__About this task__
Copy out the data that follows exactly, leaving out no line.

Referring expression pointing data
::::::::

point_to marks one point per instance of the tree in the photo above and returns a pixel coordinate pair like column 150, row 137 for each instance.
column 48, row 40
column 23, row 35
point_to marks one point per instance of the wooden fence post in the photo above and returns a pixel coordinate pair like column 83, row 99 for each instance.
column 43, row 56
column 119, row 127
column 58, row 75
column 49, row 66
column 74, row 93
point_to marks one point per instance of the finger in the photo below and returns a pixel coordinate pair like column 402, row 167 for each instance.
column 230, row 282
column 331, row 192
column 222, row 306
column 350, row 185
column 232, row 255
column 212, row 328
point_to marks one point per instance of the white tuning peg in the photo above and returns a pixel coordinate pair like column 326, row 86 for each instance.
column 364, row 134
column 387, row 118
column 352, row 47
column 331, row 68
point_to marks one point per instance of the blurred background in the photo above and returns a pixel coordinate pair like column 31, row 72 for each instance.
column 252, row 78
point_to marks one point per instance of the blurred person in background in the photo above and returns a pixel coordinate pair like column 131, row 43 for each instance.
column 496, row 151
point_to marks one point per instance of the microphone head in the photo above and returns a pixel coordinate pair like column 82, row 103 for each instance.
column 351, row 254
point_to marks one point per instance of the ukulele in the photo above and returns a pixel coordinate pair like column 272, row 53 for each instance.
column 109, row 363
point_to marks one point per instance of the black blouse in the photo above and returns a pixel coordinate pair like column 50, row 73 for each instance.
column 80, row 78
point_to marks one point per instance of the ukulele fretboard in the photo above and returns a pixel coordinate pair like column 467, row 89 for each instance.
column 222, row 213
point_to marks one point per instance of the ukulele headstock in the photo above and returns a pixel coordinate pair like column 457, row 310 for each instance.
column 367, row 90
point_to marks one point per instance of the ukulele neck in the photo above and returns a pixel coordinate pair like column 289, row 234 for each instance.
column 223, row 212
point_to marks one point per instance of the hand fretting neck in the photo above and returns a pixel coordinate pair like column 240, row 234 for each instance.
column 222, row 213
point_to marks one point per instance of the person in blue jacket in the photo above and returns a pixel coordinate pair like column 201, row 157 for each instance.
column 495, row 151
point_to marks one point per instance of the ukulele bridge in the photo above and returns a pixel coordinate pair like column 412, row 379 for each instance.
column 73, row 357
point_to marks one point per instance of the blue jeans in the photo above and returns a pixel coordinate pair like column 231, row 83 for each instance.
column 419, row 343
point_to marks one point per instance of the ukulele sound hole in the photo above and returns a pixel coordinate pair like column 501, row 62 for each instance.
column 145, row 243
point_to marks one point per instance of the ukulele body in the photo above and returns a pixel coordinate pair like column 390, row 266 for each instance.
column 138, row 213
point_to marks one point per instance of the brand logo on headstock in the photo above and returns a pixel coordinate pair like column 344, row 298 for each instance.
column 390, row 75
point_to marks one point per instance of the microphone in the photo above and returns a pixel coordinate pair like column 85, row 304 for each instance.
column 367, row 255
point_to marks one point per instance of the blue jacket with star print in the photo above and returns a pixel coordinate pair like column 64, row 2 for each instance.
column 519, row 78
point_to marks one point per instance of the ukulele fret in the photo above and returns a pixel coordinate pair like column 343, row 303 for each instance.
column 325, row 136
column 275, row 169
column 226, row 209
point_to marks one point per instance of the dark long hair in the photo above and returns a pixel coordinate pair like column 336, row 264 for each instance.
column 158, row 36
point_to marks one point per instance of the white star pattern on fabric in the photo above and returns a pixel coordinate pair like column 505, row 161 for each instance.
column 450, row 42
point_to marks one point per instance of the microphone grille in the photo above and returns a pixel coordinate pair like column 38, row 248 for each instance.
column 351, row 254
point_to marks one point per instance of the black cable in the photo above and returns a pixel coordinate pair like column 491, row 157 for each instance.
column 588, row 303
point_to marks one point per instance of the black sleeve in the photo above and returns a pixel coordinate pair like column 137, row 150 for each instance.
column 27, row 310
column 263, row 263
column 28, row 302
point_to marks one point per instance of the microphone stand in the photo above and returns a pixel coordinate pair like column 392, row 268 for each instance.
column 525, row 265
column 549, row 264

::::::::

__Result of this task__
point_to marks one point per instance of the tree in the photo above and returns a pixel coordinate pair like column 150, row 137 for each instance.
column 48, row 40
column 23, row 35
point_to marks one point per instance of the wooden fence post in the photo above and returns a pixel coordinate pair like column 83, row 99 for each instance.
column 43, row 56
column 119, row 127
column 58, row 75
column 49, row 66
column 74, row 93
point_to marks one point per instance of the finger in the photo below and returns a pixel coordinate pair like column 402, row 167 for each instance.
column 230, row 282
column 331, row 192
column 222, row 306
column 350, row 185
column 232, row 255
column 212, row 328
point_to marks one point per instance of the white tuning peg in the photo above and returns a pixel coordinate pair like column 326, row 86 for each instance.
column 364, row 134
column 387, row 118
column 352, row 47
column 331, row 68
point_to marks one point per instance of the blurred background in the photo above and returns a pixel coordinate pair like column 31, row 72 for each instance.
column 252, row 78
point_to marks one point per instance of the blurred person in background in the photo above and returns a pixel coordinate pair like column 131, row 43 for each instance.
column 496, row 151
point_to marks one point per instance of the microphone head in the photo above and returns a pixel coordinate pair like column 82, row 103 for each instance.
column 351, row 254
point_to marks one point per instance of the ukulele in the photo above and returns a pixel coordinate pair like column 272, row 53 for each instance.
column 109, row 363
point_to marks one point per instance of the black blouse in the photo above and returns a pixel coordinate pair like column 50, row 73 for each instance.
column 80, row 78
point_to marks one point per instance of the ukulele fretboard in the photo above and returns a pixel coordinate pair like column 467, row 89 for each instance.
column 222, row 213
point_to marks one point per instance of the ukulele headstock in the photo above and returns a pixel coordinate pair like column 457, row 310 for each instance.
column 367, row 90
point_to marks one point per instance of the ukulele neck in the photo above and returns a pixel coordinate pair like column 289, row 234 for each instance.
column 223, row 212
point_to marks one point per instance of the hand fretting neck in the photo above and returns a pixel coordinate pair like column 240, row 234 for each instance.
column 222, row 213
point_to marks one point per instance of the person in blue jacket in the photo above and returns a pixel coordinate pair like column 201, row 157 for each instance.
column 495, row 151
point_to marks one point per instance of the ukulele bridge in the photo above and returns a pixel coordinate pair like column 412, row 379 for each instance.
column 73, row 357
point_to marks one point per instance of the blue jeans in the photo above and returns a pixel coordinate pair like column 231, row 83 for each instance.
column 419, row 343
point_to marks one point per instance of the ukulele sound hole in the photo above and returns a pixel coordinate pair like column 501, row 62 for each instance.
column 145, row 243
point_to marks one point per instance of the ukulele body in the photo above and returns a pixel coordinate pair like column 390, row 266 for each instance.
column 138, row 213
point_to marks one point per instance of the brand logo on headstock in the photo above and returns a pixel coordinate pair like column 344, row 298 for each instance.
column 390, row 75
point_to marks one point per instance of the microphone in the photo above and returns a pixel coordinate pair like column 85, row 304 for each instance.
column 367, row 255
point_to marks one point per instance of the blue jacket with star print in the photo above and returns a pixel coordinate pair like column 64, row 2 for each instance.
column 519, row 78
point_to marks one point per instance of the ukulele fret in the photo above and returns a pixel coordinate pair like column 343, row 303 for each instance.
column 325, row 136
column 275, row 169
column 226, row 209
point_to marks one point per instance of the dark long hair in the photo above and returns a pixel coordinate pair like column 336, row 264 for each instance.
column 158, row 36
point_to marks one point per instance of the white star pattern on fabric in the photo above and returns a pixel coordinate pair like column 505, row 161 for each instance.
column 450, row 42
point_to marks one point per instance of the microphone grille in the photo above and returns a pixel coordinate pair like column 38, row 248 for each instance.
column 351, row 254
point_to marks one point per instance of the black cable in the photo above and returns a pixel coordinate pair like column 491, row 157 for each instance.
column 588, row 303
point_to marks one point per instance of the black sleeve in the photo above and returns a pixel coordinate pair like column 137, row 150 for each instance.
column 27, row 310
column 263, row 263
column 28, row 302
point_to marks one point per instance of the microphone stand in the photo above and returns a pixel coordinate pair like column 392, row 268 for each instance.
column 525, row 265
column 549, row 264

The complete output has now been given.